:: Prompt A ::
Update the part of the text on community health workers that opens with the words containing "According to the US" and closes with "individuals and society.", putting "low-cost" wherever "cost-effective" appears.
:: Prompt B ::
According to the text on community health workers, how many states used Medicaid state plan amendments to reimburse CHW services as of January 2024?
:: Prompt C ::
Pick up the text on community health workers from its last sentence and keep writing.

Why Aren’t CHWs Utilized More?
In 2010, through the Patient Protection and Affordable Care Act and the growth of value-based payment, the expansion of CHW programs accelerated within health care. By all estimates, CHW numbers and programs are expected to increase through 2029 due to the funding from the American Rescue Plan and the ongoing need to bolster an already overburdened health-care system, as discussed in the Journal of Health, Politics, Policy and Law. According to the National Academy for State Health Policy, as of January 2024, 15 states and the District of Columbia utilize the Medicaid state plan amendments to reimburse CHW services. A bipartisan bill, the Community Health Worker Access Act, will improve local health workers’ ability to bridge gaps in health outcomes by improving Medicare coverage for their services, including personalized support for illness prevention and recovery. However, this bill would limit the expanded access to CHW services to those on Medicare and Medicaid only.
According to the US Census Bureau, in 2022, private health insurance coverage continued to be more prevalent than public coverage, at 65.6 percent versus 36.1 percent. This means two-thirds of the US population would not have access to the cost-effective services of a CHW because of lack of reimbursement. As reported in JAMA, at a time when the US spends between $421 billion and $450 billion annually due to health disparities and differential outcomes, limited reimbursement for the services of these trusted health-care workers will yield worse health and economic outcomes for individuals and society.
CHWs have shared with the authors what they do and what it means to the people they serve. Priscilla Koilor, founding director of Mobile Holistic Healing Services, notes, “When the patient is discharged from the emergency department with a prescription for insulin, it is the CHW, not the physician, who finds that there is no food and no refrigerator for the patient, making the storage of insulin, let alone its use, neither feasible nor safe.” A published photo essay of Baltimore CHWs in Health Affairs points out the challenges faced and the additional stress they place upon the workers: “… a concern that all CHWs share, [is]not only with funds for direct services, such as food, but also for our jobs, which are paid with specific funds and are not permanent. When funds are low, they make cuts, which, unfortunately, may be [of] what is needed the most.”

Data entries
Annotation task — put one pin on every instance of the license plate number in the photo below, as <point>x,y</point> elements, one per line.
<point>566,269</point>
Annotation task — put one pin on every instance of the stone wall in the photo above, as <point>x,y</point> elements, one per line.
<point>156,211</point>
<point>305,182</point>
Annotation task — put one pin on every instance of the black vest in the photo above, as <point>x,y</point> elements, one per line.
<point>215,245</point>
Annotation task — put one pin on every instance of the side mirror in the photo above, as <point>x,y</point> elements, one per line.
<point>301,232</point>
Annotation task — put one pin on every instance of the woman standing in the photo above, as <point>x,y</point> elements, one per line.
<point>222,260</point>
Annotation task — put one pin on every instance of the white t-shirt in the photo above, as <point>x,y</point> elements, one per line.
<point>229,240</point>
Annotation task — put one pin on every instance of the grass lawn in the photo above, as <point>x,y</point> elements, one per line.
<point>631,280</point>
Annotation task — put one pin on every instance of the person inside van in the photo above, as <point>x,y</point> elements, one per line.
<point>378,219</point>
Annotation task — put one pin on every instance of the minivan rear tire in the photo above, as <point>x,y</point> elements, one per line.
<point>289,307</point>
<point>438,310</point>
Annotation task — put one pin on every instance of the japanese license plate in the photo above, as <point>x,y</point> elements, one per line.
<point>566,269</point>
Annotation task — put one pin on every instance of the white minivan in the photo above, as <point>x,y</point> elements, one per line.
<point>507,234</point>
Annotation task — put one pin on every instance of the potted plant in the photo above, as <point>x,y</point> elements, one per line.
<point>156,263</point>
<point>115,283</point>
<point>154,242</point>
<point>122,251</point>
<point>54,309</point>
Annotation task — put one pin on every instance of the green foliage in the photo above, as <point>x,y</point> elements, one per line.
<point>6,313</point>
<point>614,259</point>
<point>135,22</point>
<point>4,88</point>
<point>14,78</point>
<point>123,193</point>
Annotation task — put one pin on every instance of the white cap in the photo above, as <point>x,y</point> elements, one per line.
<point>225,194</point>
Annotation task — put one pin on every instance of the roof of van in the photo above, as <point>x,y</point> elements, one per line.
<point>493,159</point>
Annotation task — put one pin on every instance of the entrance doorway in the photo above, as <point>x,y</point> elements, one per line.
---
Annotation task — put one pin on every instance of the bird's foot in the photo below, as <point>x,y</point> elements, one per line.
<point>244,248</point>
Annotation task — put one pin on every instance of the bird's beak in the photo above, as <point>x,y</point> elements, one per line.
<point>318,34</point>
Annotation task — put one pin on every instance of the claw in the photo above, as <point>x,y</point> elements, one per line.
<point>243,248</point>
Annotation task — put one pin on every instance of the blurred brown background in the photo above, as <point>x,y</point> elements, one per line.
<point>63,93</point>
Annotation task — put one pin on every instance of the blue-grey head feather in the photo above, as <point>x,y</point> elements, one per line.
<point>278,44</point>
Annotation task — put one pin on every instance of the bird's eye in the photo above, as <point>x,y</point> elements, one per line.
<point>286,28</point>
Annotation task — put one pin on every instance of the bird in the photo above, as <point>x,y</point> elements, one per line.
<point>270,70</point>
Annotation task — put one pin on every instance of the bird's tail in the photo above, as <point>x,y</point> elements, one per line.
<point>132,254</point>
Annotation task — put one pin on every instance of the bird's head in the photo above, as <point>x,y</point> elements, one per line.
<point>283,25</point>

:: Written response A ::
According to the US Census Bureau, in 2022, private health insurance coverage continued to be more prevalent than public coverage, at 65.6 percent versus 36.1 percent. This means two-thirds of the US population would not have access to the low-cost services of a CHW because of lack of reimbursement. As reported in JAMA, at a time when the US spends between $421 billion and $450 billion annually due to health disparities and differential outcomes, limited reimbursement for the services of these trusted health-care workers will yield worse health and economic outcomes for individuals and society.

:: Written response B ::
Fifteen states and the District of Columbia.

:: Written response C ::
The reality is that CHWs often experience the very disparities they are tasked to address. Members of vulnerable communities themselves, they also struggle to effect change and improve outcomes while facing challenging work conditions, job insecurity, and uncertain wages. Yet, CHWs are among the interventions demonstrated to address disparities and be cost-effective and efficient.
What Is Lacking?
Barriers to exploring and scaling up effective CHW models like Individualized Management for Patient-Centered Targets (IMPaCT), a standardized community health worker intervention that addresses socioeconomic and behavioral barriers to health in low-income populations discussed in Health Affairs, must be identified and addressed, as well as the ongoing challenges to expanding CHW reimbursement. At the same time, it will be essential to monitor return on investment and reinvest dollars saved to further decrease SDOH that confound health disparities and health outcomes, which are explored in the Annual Review of Public Health and the National Academies reports. The Milken Institute remains focused on the drivers of health inequity and the opportunities to highlight and remediate them. Informing this activity with the voices and lived experiences of those affected by these inequities remains central to this mission.